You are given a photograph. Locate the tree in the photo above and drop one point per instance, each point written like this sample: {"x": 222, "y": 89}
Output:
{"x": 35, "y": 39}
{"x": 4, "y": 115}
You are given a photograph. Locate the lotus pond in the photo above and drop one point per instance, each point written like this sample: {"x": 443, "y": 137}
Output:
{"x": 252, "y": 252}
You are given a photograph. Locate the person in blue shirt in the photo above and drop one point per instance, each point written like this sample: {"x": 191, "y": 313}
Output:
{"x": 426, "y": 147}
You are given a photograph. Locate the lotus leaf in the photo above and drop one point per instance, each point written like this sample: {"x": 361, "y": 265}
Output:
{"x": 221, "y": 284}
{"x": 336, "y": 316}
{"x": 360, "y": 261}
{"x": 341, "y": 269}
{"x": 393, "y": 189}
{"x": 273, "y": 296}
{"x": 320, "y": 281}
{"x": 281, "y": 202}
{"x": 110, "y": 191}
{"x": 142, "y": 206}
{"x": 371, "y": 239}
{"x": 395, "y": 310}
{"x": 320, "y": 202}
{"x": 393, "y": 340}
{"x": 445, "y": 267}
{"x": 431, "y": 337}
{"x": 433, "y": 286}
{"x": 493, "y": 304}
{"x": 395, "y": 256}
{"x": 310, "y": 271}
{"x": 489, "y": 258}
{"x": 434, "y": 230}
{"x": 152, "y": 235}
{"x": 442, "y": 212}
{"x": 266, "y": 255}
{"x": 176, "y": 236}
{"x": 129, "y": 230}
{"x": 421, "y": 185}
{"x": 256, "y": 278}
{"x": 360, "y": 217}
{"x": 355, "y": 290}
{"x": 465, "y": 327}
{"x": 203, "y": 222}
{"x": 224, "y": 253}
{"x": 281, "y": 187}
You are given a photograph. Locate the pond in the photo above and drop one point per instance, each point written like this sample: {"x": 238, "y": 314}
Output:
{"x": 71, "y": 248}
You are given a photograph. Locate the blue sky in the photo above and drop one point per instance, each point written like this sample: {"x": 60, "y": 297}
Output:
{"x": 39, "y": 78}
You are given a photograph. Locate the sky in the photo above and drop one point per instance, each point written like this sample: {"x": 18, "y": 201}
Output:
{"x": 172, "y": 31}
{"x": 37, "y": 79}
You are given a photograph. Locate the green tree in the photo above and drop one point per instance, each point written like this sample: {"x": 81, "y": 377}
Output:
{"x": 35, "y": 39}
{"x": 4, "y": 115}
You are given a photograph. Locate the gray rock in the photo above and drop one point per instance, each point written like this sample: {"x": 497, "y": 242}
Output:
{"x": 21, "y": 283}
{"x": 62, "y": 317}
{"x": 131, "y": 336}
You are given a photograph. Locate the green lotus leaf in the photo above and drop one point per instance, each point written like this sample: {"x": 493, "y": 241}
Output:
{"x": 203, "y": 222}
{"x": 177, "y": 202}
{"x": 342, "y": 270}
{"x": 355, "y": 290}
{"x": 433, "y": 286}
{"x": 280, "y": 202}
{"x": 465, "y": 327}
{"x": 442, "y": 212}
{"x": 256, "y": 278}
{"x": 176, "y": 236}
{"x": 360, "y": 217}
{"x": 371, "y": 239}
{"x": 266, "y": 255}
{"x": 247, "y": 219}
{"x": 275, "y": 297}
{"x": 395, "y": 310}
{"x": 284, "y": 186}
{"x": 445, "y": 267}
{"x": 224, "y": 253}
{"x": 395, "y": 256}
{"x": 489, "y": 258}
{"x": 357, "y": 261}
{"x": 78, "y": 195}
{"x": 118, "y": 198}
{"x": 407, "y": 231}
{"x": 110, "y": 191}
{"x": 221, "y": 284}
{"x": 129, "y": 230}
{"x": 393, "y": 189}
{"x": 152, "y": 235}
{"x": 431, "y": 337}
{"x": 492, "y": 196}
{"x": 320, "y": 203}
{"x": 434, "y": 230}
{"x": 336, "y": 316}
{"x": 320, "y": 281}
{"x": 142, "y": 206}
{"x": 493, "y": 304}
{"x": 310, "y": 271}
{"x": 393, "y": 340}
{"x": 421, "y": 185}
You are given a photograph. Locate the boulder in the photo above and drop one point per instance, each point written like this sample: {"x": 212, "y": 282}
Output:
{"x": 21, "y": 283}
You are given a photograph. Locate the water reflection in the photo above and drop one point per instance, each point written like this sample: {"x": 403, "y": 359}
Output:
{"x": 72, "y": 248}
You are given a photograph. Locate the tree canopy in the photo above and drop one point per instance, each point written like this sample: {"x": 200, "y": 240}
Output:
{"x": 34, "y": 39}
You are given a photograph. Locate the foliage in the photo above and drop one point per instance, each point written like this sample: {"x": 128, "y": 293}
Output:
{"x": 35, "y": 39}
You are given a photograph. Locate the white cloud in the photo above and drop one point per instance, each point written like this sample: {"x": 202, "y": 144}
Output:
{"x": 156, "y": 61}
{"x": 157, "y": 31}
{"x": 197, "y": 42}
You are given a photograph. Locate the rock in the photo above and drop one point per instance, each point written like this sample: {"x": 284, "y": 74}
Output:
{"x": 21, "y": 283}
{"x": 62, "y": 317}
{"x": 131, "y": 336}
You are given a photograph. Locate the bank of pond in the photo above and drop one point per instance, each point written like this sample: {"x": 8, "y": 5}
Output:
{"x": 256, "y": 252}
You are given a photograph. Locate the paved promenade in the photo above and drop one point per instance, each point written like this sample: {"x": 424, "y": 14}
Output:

══════

__PROBLEM DESCRIPTION__.
Render every line of the listing above as a numbered list, and leave out any blank lines.

__SOLUTION__.
1. You are given a photograph. Locate the tree in the photo above and drop one point per instance, each point written like this sample: {"x": 222, "y": 89}
2. Output:
3. {"x": 35, "y": 39}
4. {"x": 4, "y": 115}
5. You are given a photograph. Locate the lotus pond in the photo above and drop one point per instance, each point written like this sample: {"x": 443, "y": 137}
6. Output:
7. {"x": 252, "y": 252}
8. You are given a photograph. Locate the person in blue shirt in the photo above and drop one point per instance, each point written like this sample: {"x": 191, "y": 313}
9. Output:
10. {"x": 426, "y": 147}
11. You are given a photograph. Locate the lotus leaf in the photo above and drop one point per instance, each point written like this sample: {"x": 361, "y": 265}
12. Output:
13. {"x": 221, "y": 284}
14. {"x": 336, "y": 316}
15. {"x": 360, "y": 261}
16. {"x": 341, "y": 269}
17. {"x": 393, "y": 189}
18. {"x": 273, "y": 296}
19. {"x": 320, "y": 281}
20. {"x": 281, "y": 202}
21. {"x": 110, "y": 191}
22. {"x": 142, "y": 206}
23. {"x": 371, "y": 239}
24. {"x": 395, "y": 310}
25. {"x": 320, "y": 202}
26. {"x": 393, "y": 340}
27. {"x": 445, "y": 267}
28. {"x": 431, "y": 337}
29. {"x": 433, "y": 286}
30. {"x": 493, "y": 304}
31. {"x": 395, "y": 256}
32. {"x": 310, "y": 271}
33. {"x": 489, "y": 258}
34. {"x": 434, "y": 230}
35. {"x": 152, "y": 235}
36. {"x": 442, "y": 212}
37. {"x": 266, "y": 255}
38. {"x": 176, "y": 236}
39. {"x": 129, "y": 230}
40. {"x": 421, "y": 185}
41. {"x": 256, "y": 278}
42. {"x": 360, "y": 217}
43. {"x": 355, "y": 290}
44. {"x": 465, "y": 327}
45. {"x": 203, "y": 222}
46. {"x": 224, "y": 253}
47. {"x": 281, "y": 187}
48. You are given a photograph. Locate the pond in the photo above and drop one point per instance, each point written like this sample: {"x": 238, "y": 314}
49. Output:
50. {"x": 71, "y": 248}
51. You are given a photograph. Locate the blue sky in the photo above and drop one point per instance, each point written like this sample: {"x": 60, "y": 297}
52. Output:
53. {"x": 39, "y": 78}
54. You are given a photograph. Locate the sky in the photo above and drop one point per instance, each point written like this sample: {"x": 18, "y": 201}
55. Output:
56. {"x": 172, "y": 31}
57. {"x": 37, "y": 79}
58. You are given a photograph. Locate the green tree in the photo above and drop one point per instance, each point written like this sample: {"x": 81, "y": 377}
59. Output:
60. {"x": 35, "y": 39}
61. {"x": 4, "y": 115}
62. You are given a photograph. Locate the gray rock in the photo above and drop one point per instance, each point written like this sample: {"x": 497, "y": 242}
63. Output:
64. {"x": 21, "y": 283}
65. {"x": 62, "y": 317}
66. {"x": 131, "y": 336}
67. You are given a photograph. Locate the green lotus leaf in the photo above and drop one point per instance, each point written like this sample: {"x": 493, "y": 241}
68. Output:
69. {"x": 203, "y": 222}
70. {"x": 177, "y": 202}
71. {"x": 342, "y": 270}
72. {"x": 355, "y": 290}
73. {"x": 433, "y": 286}
74. {"x": 280, "y": 202}
75. {"x": 465, "y": 327}
76. {"x": 442, "y": 212}
77. {"x": 256, "y": 278}
78. {"x": 176, "y": 236}
79. {"x": 360, "y": 217}
80. {"x": 371, "y": 239}
81. {"x": 266, "y": 255}
82. {"x": 247, "y": 219}
83. {"x": 275, "y": 297}
84. {"x": 395, "y": 310}
85. {"x": 284, "y": 186}
86. {"x": 445, "y": 267}
87. {"x": 224, "y": 253}
88. {"x": 395, "y": 256}
89. {"x": 489, "y": 258}
90. {"x": 357, "y": 261}
91. {"x": 78, "y": 195}
92. {"x": 118, "y": 198}
93. {"x": 407, "y": 231}
94. {"x": 110, "y": 191}
95. {"x": 221, "y": 284}
96. {"x": 129, "y": 230}
97. {"x": 393, "y": 189}
98. {"x": 152, "y": 235}
99. {"x": 431, "y": 337}
100. {"x": 492, "y": 196}
101. {"x": 320, "y": 203}
102. {"x": 434, "y": 230}
103. {"x": 336, "y": 316}
104. {"x": 320, "y": 281}
105. {"x": 142, "y": 206}
106. {"x": 493, "y": 304}
107. {"x": 310, "y": 271}
108. {"x": 393, "y": 340}
109. {"x": 421, "y": 185}
110. You are given a photograph. Locate the boulder in the photo above and drop one point per instance, each point written like this sample: {"x": 212, "y": 282}
111. Output:
112. {"x": 21, "y": 283}
113. You are given a photograph. Locate the water reflection in the photo above and drop one point per instance, each point written like this sample: {"x": 403, "y": 359}
114. Output:
115. {"x": 72, "y": 248}
116. You are given a photograph. Locate the tree canopy in the photo above and drop one point per instance, each point written like this sample: {"x": 200, "y": 240}
117. Output:
118. {"x": 34, "y": 39}
119. You are given a photograph. Locate the foliage in the photo above and drop one point per instance, each point written like this sample: {"x": 128, "y": 293}
120. Output:
121. {"x": 35, "y": 39}
122. You are given a photograph. Locate the white cloud in the photo above and drop one point per instance, each point written like this sample: {"x": 202, "y": 144}
123. Output:
124. {"x": 156, "y": 61}
125. {"x": 157, "y": 31}
126. {"x": 197, "y": 42}
127. You are given a photograph. Locate the rock in the photo above and drop one point per instance, each point written like this sample: {"x": 284, "y": 74}
128. Output:
129. {"x": 21, "y": 283}
130. {"x": 62, "y": 317}
131. {"x": 131, "y": 336}
132. You are given a photograph. Locate the bank of pond in the photo above and drop one point per instance, each point written like this sample: {"x": 8, "y": 5}
133. Output:
134. {"x": 256, "y": 252}
135. You are given a photograph. Locate the paved promenade in the photo above and drop one point per instance, each point written like this sample: {"x": 424, "y": 14}
136. Output:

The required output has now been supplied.